任务要求
把下方所有条目逐字照抄一遍，不作任何改动。

存档条目
::::::::
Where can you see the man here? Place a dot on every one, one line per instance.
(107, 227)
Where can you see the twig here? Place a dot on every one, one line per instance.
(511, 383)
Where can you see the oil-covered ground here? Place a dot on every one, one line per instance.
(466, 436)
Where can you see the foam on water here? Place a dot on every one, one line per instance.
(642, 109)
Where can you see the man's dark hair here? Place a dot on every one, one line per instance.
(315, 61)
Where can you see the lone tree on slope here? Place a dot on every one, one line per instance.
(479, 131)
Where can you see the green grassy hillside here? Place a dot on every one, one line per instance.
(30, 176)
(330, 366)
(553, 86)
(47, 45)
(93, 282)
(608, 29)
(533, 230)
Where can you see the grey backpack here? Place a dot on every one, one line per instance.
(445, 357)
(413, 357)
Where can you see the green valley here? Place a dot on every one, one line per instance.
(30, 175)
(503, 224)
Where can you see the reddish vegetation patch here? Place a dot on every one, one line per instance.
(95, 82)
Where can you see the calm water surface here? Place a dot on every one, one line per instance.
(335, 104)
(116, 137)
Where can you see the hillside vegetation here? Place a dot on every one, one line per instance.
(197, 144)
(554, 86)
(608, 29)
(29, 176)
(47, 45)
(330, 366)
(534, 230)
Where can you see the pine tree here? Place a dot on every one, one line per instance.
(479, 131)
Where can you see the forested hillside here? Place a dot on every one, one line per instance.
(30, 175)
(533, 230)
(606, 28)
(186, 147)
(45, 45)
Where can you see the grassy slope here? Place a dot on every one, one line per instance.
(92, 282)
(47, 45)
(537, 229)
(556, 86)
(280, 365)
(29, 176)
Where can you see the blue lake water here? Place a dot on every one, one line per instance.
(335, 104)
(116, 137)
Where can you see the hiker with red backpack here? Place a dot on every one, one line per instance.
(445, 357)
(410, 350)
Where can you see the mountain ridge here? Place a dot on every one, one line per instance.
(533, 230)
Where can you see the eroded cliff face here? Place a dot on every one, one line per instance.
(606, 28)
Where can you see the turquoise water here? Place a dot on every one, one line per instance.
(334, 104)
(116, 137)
::::::::
回答
Where can you see the man here? Place a dot on every one, one line per instance.
(107, 227)
Where can you see the twig here? Place a dot on every one, one line per instance.
(511, 383)
Where can you see the oil-covered ground here? Place a dot on every one, one line per instance.
(466, 436)
Where can you see the foam on water here? Place a dot on every one, one line per instance.
(642, 109)
Where can you see the man's dark hair here? Place a dot on every one, one line per instance.
(315, 61)
Where can you see the lone tree on slope here? Place a dot on every one, one line per instance.
(479, 131)
Where can you see the green grassy hillside here? Place a dot on every one, one line per instance.
(30, 176)
(330, 366)
(553, 86)
(47, 45)
(93, 282)
(608, 29)
(533, 230)
Where can you see the grey backpack here? Place a dot on every one, one line per instance.
(445, 357)
(413, 357)
Where can you see the green valley here? Place a dot on every one, one line per instance.
(30, 175)
(503, 224)
Where can you see the reddish vegetation patch here? Place a dot on every one, one line per instance.
(95, 82)
Where can you see the calm water surface here? Place a dot on every one, one line per instance.
(335, 104)
(116, 137)
Where can you see the hillside vegetation here? Place a dot on every one, one line per instance.
(197, 144)
(554, 86)
(608, 29)
(29, 176)
(47, 45)
(330, 366)
(534, 230)
Where can you see the pine tree here? Place a dot on every one, one line per instance.
(479, 131)
Where can you see the forested hillside here? Place a dot on every one, one line per instance.
(30, 175)
(533, 230)
(606, 28)
(186, 147)
(45, 45)
Where can you see the grassy slope here? Place a dot on every one, one line per instance.
(92, 282)
(47, 45)
(537, 229)
(556, 86)
(280, 365)
(29, 176)
Where can you see the blue lake water here? Place a dot on every one, one line per instance.
(335, 104)
(116, 137)
Where can you see the hiker with red backpack here? Place a dot on every one, one line per instance.
(445, 357)
(410, 350)
Where can you see the mountain ridge here? Place a dot on every one, one line per instance.
(533, 230)
Where can you see the eroded cliff face here? Place a dot on every one, one line per instance.
(606, 28)
Where can you see the turquoise water here? Place a dot on every one, one line per instance.
(334, 104)
(116, 137)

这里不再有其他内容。